• **THE PROBLEM**
Set every record down verbatim and omit the pictures.

• **TASK MATERIAL**
========

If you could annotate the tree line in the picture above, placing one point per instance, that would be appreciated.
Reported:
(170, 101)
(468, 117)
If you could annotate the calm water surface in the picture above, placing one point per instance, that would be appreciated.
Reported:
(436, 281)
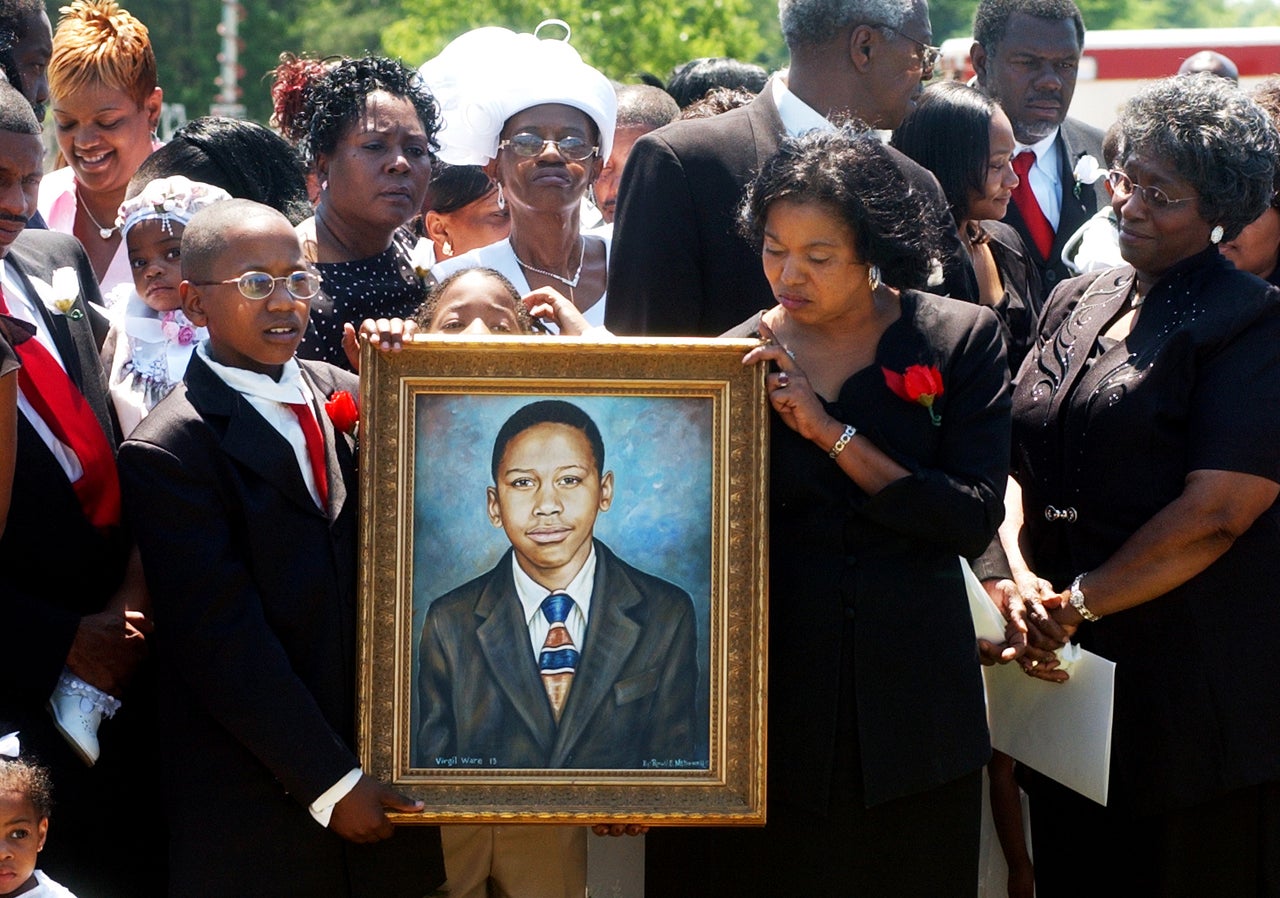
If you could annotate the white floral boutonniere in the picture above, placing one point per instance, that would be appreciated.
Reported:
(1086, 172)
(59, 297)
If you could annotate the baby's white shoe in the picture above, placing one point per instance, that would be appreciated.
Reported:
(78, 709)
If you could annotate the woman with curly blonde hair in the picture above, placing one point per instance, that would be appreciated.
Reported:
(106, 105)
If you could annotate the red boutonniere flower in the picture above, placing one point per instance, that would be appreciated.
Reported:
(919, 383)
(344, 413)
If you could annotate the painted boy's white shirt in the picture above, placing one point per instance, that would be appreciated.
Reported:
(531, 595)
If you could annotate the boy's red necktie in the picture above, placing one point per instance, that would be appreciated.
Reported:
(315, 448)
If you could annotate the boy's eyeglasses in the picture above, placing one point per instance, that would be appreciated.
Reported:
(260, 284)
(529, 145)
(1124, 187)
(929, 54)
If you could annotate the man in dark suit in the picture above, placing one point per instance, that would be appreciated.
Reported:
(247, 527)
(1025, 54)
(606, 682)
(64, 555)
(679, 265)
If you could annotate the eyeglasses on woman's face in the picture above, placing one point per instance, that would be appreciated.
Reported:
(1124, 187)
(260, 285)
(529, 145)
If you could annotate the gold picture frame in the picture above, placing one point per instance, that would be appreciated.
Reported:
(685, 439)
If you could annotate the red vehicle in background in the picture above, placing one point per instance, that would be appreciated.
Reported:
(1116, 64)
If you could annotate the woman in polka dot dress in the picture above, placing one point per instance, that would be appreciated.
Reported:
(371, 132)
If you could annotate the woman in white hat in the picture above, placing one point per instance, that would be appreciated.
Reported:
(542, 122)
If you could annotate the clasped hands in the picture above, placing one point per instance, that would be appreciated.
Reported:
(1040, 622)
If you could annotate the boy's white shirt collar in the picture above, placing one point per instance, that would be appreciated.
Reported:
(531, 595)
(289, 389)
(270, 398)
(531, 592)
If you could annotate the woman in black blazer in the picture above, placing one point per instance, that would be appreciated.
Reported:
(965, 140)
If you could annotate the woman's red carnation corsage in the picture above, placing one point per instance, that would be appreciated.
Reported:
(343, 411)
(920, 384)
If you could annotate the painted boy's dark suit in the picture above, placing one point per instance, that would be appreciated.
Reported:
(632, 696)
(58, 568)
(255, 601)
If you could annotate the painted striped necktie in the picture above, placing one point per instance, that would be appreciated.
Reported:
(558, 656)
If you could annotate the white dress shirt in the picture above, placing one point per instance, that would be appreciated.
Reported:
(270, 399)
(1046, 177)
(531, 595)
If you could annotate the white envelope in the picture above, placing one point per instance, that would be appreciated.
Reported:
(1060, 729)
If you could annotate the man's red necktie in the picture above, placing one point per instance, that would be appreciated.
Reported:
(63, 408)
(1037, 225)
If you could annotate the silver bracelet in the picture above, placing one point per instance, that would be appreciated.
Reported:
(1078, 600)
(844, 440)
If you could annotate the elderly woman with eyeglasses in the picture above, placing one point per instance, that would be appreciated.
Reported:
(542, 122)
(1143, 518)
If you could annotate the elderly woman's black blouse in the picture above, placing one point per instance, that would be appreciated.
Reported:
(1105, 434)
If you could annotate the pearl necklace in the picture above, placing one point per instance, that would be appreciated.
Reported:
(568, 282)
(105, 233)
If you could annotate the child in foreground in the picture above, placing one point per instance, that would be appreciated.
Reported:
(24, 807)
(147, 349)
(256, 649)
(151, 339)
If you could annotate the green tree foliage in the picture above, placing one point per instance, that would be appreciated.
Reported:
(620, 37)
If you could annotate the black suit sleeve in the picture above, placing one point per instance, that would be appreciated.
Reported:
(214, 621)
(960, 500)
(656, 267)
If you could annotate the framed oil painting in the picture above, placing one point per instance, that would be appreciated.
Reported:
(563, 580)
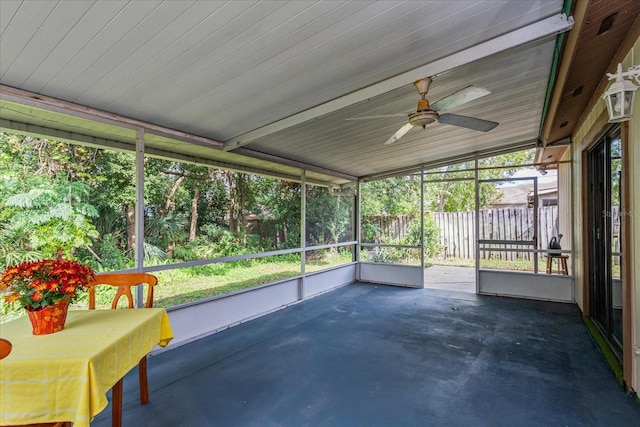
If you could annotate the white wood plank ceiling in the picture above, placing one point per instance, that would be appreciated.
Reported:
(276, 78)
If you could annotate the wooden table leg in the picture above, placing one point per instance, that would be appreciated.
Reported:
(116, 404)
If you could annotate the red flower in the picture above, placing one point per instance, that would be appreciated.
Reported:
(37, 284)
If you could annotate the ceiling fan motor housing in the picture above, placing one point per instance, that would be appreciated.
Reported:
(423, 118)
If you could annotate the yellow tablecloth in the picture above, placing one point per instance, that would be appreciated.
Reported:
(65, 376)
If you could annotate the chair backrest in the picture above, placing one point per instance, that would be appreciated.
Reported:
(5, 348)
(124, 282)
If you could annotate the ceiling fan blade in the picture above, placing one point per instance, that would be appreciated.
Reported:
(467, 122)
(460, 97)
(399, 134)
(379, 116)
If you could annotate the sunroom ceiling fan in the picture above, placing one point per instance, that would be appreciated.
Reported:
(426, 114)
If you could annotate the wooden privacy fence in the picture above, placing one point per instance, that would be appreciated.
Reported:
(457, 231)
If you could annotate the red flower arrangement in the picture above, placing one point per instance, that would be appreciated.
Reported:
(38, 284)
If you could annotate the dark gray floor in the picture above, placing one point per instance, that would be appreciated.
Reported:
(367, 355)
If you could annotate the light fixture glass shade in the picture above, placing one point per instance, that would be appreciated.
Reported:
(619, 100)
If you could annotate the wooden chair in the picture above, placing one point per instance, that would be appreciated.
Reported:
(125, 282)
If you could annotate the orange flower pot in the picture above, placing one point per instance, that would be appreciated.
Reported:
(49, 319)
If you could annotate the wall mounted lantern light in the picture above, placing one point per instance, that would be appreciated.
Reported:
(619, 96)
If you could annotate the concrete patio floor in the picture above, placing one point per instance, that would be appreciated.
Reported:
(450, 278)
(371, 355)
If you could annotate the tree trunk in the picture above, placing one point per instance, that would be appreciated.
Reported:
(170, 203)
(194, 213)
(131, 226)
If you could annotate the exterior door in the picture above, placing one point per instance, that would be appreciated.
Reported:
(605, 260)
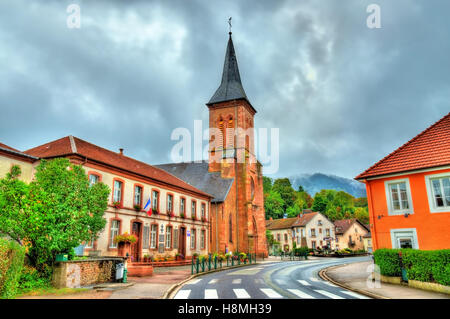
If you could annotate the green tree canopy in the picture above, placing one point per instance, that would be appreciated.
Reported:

========

• **FULL ANSWER**
If you could annotate the tree line in the picture above, placing one point per instance, that would be appreciated.
Reported:
(170, 101)
(468, 117)
If you could annotate the calm water surface in the picture above, placing one point per instance, that would be appreciated.
Reported:
(436, 281)
If you could annotate the white floral boutonniere in the picture above, placing one point per instance, that would be appreciated.
Reported:
(1086, 172)
(59, 297)
If you could annotate the baby's white shoe in the picture above, placing one point per instance, that would be appreciated.
Reported:
(78, 709)
If you could annotate the woman with curly blonde hair in the picture above, placing one point per instance, that would be appreciated.
Reported:
(106, 105)
If you could annotate the red boutonniere flower in the picture above, placing one point per instance, that would be appreciated.
Reported:
(919, 383)
(344, 413)
If you could annotate the painted boy's white shirt in the picture above, placing one point per instance, that would be appreciated.
Reported:
(531, 595)
If you could annotate the boy's red necktie in the picture above, placing one point per instance, that would be appreciated.
Reported:
(315, 448)
If you could annotate the boy's eyeglasses in the picture above, placing one point per instance, that would be appreciated.
Reported:
(260, 284)
(529, 145)
(1124, 187)
(929, 54)
If you could annotate the man in dark suit in the picture above, placing one point per instance, that would be appreciated.
Reported:
(247, 527)
(1025, 54)
(606, 682)
(64, 555)
(679, 265)
If you could annotate the eyeglasses on woman's face in the picture above, placing one point per instance, that would be appreciated.
Reported:
(1124, 187)
(260, 285)
(529, 145)
If you could annotate the gold picture frame in the picture above, placing one point per instance, that would be appreciated.
Reported:
(685, 439)
If you could annotate the red vehicle in background in the picture above, placing one point per instance, that would be appreciated.
Reported:
(1116, 64)
If you could annotate the woman in polka dot dress in the picture above, placing one point per instance, that would be appreciated.
Reported:
(371, 132)
If you could annotate the woman in white hat in the picture above, placing one point per instance, that would be appreciated.
Reported:
(542, 122)
If you could annotate the clasped hands in the picture above, placing one point per instance, that would be appreciated.
Reported:
(1040, 622)
If you could annotate the boy's white shirt collar in the picture above, placing one point per instance, that would be appreciated.
Reported:
(531, 595)
(289, 389)
(270, 398)
(531, 592)
If you could annotate the woman in black blazer in the picture above, placing one point per instance, that would be appreciated.
Reported:
(965, 140)
If you could annotate the woman's red carnation corsage in the picture above, placing one point per instance, that would be appreciated.
Reported:
(343, 411)
(920, 384)
If you could annotate the painted boy's dark suit in the picture above, placing one point per instance, that would be appreciated.
Reported:
(632, 696)
(58, 568)
(255, 601)
If you could annotate the painted striped necktie in the picture above, placing one point per instance, that would be appreciated.
Reported:
(558, 656)
If you could annotate the white dress shirt in the picture above, placing one point per instance, that would be appreciated.
Reported:
(270, 399)
(1046, 177)
(531, 595)
If you could annotate the white envelope in the picture above, placing one point per instance, that would be appreciated.
Reported:
(1060, 729)
If you could annotate the man's red necktie in the picture above, placing one point per instance, that would be appreciated.
Reported:
(63, 408)
(1037, 225)
If you could annotate the silver bracelet in the picture above, placing one point per instance, that would be appreciated.
Reported:
(1078, 600)
(844, 440)
If you could annotate the elderly woman with eyeglasses in the picture above, placing one point per instance, that would be appreciated.
Reported:
(542, 122)
(1143, 518)
If you could annotate the elderly woman's black blouse in the picture above, placing one point per instance, that would be appreciated.
Reported:
(1105, 434)
If you could annotate the pearl necklace in the picture above, placing one point per instance, that would be appreciated.
Reported:
(568, 282)
(105, 233)
If you could annotate the child in foreground in the picture above, placing one point per instance, that would be appreciated.
Reported:
(24, 807)
(147, 349)
(256, 649)
(151, 339)
If you could annotate the green tree foliage in the picture above, placing one point per instance, that would be appreciated.
Reported:
(620, 37)
If you could annotate the black suit sleeve in the picture above, placing one point per instance, that would be appreciated.
Reported:
(214, 621)
(960, 500)
(656, 267)
If you could annotate the framed oil painting in the picture above, placing one point per instance, that would be appreciated.
Reported:
(563, 580)
If you could annotate the white wood plank ceiling in the picture above, placing one point per instance, that would be appreciated.
Reported:
(276, 78)
If you could annotate the wooden table leg in the picture above, placing one point per instance, that would be appreciated.
Reported:
(116, 404)
If you could annotate the red flower in the picture above, placing one point per instance, that would be appreciated.
Reported:
(37, 284)
If you could annotate the ceiling fan motor housing in the picture above, placing one point per instance, that would be appreciated.
Reported:
(423, 118)
If you could annotate the yellow tablecloth in the picture above, placing one point per instance, that would be appreciated.
Reported:
(65, 376)
If you could annotate the chair backrest in the picture above, placing one point per instance, that would be appreciated.
Reported:
(5, 348)
(124, 282)
If you could annotate the ceiling fan blade in the picture above, placing one point per instance, that would be appreciated.
Reported:
(467, 122)
(460, 97)
(399, 134)
(379, 116)
If you could annotate the sunroom ceiling fan in the picture above, placing one point per instance, that would be appreciated.
Reported:
(426, 114)
If you could annotate the wooden privacy fence in the picture above, placing one point per instance, that would be appreciated.
Reported:
(457, 231)
If you could annotate the red flower arrangement in the picture above, placing one point per instance, that would be appreciated.
Reported:
(38, 284)
If you could annotate the dark gray floor in the picture above, placing one point per instance, that would be appreciated.
Reported:
(367, 355)
If you could annotate the light fixture glass shade in the picture above, placing one point per instance, that would be appreciated.
Reported:
(619, 100)
If you could annotate the wooden chair in the picture above, placing one point per instance, that would be appreciated.
Reported:
(125, 282)
If you could annotate the orange flower pot in the picture above, placing one point per instance, that would be appreciated.
Reported:
(49, 319)
If you could annotate the wall mounted lantern light in the picture above, placing one point per instance, that would be appreciated.
Reported:
(619, 96)
If you could annotate the concrete patio floor in the picture above, placing one point per instance, that would be appreciated.
Reported:
(450, 278)
(371, 355)
If you could annotate the tree trunk in the picture above, placing one point per instance, that would be appreciated.
Reported:
(170, 203)
(194, 213)
(131, 226)
If you could annotate the exterior door in the picture above, placing one point per instance, that would be appreciated.
Reported:
(605, 260)
If you could annotate the green tree canopy in the picture above, placing one point per instance, that would be appreciated.
Reported:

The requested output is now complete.